→ EXERCISE INSTRUCTIONS:
Rewrite the material from the line with "Formation-chart tagging: label the building" up to and including the line with "Formation-chart tagging: label the pine", changing "overcoat" to "trench coat" and leaving everything else the same.

----- RECORDED DATA -----

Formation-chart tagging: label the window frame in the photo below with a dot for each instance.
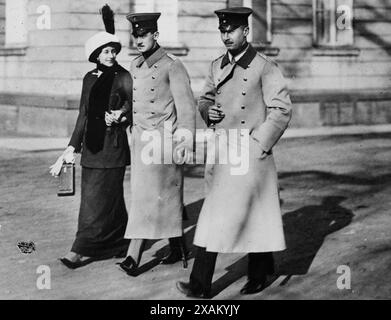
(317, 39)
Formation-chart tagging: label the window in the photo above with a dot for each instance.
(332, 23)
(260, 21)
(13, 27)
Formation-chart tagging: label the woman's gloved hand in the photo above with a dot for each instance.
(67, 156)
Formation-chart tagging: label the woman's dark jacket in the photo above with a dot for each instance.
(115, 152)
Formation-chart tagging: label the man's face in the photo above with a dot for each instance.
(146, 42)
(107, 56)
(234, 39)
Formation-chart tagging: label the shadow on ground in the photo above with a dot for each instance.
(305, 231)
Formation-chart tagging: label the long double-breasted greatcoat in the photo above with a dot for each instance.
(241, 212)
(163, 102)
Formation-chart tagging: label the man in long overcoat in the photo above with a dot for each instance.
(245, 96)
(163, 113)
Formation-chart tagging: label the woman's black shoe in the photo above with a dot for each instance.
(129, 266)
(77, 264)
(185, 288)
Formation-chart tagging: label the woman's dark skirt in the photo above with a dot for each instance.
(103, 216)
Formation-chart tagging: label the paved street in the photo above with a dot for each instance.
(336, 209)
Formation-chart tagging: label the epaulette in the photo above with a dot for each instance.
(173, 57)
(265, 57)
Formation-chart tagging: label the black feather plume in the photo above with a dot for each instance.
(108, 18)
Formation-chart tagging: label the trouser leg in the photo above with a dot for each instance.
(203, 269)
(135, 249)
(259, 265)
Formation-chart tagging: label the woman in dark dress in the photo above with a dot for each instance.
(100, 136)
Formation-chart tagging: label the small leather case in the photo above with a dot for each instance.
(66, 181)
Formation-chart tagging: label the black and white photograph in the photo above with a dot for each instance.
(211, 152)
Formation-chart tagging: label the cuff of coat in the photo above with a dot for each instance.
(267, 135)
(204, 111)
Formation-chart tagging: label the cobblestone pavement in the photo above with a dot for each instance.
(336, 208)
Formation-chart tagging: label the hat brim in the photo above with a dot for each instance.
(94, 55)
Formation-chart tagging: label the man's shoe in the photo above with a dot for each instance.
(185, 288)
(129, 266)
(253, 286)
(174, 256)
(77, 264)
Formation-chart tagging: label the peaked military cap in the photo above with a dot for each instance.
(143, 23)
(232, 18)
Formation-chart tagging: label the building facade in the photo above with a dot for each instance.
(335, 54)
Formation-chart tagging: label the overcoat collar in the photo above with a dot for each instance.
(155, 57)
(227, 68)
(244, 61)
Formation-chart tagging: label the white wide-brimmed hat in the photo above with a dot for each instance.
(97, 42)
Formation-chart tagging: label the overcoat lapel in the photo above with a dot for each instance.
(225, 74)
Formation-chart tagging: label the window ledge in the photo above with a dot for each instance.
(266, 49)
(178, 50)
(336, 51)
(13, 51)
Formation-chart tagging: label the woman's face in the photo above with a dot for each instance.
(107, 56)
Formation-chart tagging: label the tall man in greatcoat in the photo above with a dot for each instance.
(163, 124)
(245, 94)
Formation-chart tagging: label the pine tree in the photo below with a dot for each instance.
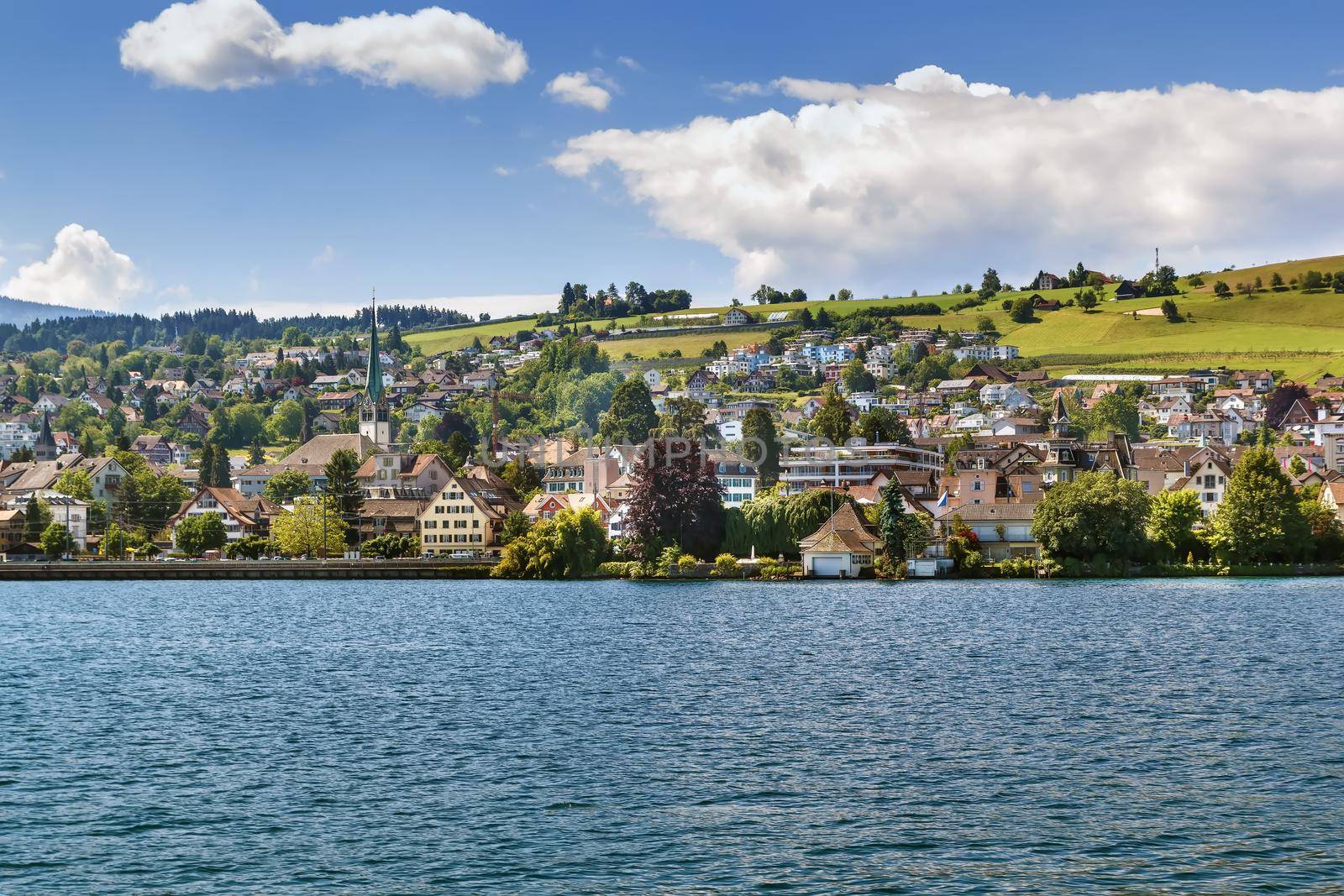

-----
----- RECORDED DATA -----

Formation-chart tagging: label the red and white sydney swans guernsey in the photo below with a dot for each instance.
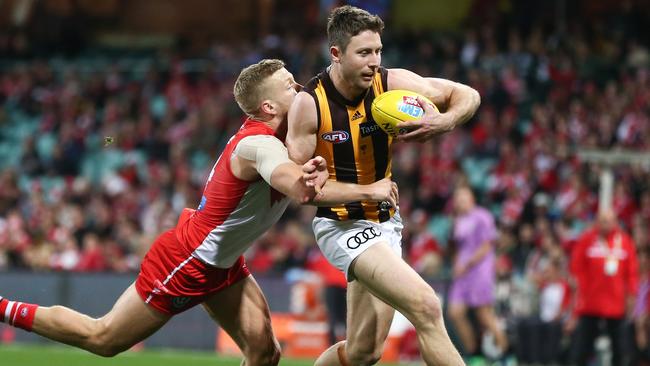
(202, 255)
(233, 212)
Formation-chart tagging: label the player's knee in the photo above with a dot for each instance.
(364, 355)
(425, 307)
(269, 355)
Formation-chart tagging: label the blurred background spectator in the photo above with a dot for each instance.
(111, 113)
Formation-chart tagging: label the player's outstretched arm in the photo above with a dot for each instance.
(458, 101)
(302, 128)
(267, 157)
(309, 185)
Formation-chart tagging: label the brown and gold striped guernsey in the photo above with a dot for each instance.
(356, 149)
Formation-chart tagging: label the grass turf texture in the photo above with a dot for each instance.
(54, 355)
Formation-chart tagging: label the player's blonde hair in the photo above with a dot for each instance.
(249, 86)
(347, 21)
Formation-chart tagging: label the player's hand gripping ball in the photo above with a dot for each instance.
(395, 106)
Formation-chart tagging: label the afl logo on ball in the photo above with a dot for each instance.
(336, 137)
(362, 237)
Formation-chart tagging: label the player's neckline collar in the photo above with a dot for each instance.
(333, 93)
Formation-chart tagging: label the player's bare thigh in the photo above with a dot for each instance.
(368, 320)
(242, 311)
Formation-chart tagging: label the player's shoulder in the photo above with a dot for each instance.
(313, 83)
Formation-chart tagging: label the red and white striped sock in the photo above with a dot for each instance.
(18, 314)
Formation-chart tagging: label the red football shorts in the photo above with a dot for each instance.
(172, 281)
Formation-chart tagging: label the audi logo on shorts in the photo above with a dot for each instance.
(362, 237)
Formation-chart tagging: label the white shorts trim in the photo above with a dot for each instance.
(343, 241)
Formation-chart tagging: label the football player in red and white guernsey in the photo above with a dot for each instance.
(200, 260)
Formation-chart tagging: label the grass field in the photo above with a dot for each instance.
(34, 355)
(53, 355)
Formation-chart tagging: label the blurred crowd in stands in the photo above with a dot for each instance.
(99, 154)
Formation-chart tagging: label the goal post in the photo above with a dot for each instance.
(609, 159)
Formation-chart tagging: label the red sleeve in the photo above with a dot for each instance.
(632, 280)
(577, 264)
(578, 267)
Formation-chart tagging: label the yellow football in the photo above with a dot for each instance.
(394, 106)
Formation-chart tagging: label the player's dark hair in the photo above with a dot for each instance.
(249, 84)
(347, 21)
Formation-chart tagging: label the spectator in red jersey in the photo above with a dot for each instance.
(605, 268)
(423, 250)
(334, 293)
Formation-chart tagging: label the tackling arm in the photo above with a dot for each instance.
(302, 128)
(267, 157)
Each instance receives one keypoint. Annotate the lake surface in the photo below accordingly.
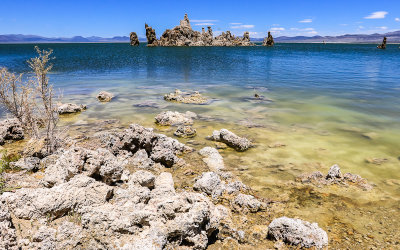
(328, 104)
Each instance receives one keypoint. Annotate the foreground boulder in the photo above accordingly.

-----
----- RECORDED DATA -----

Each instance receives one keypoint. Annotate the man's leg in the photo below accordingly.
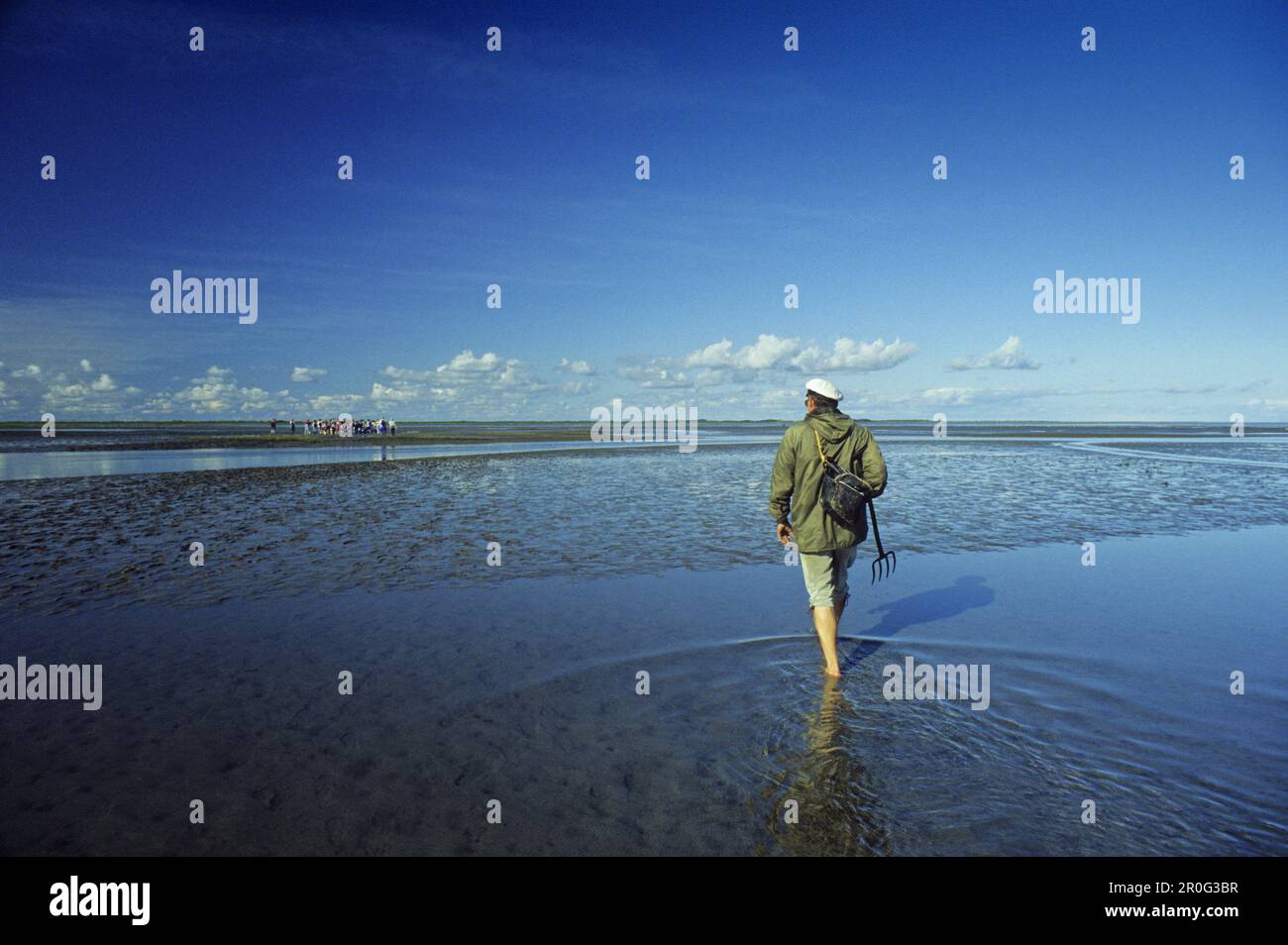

-----

→ REPLY:
Formation-chart tagging: label the building facade in the photo above with a dot for each instance.
(335, 54)
Formation-chart tagging: label the trench coat collar in the photo above with a dot for each instance.
(155, 57)
(227, 68)
(244, 61)
Formation-chart tagging: label the white wide-brimmed hat in the photo above with a dot for each instance.
(97, 42)
Formation-chart tagging: label the trench coat lapel in the photo above with a dot for each instance.
(225, 74)
Formation-chart tagging: label the window ledge in the photo above with a dot for each instance.
(266, 49)
(178, 50)
(336, 51)
(13, 51)
Formation-chart tagging: label the woman's face in the photo above with a dot for each instance.
(107, 56)
Formation-chart tagging: label the tall man in greatcoat in the photo above with a dot for each instance.
(163, 124)
(245, 94)
Formation-chart tagging: label the pine tree in the photo below with a dot for each instance.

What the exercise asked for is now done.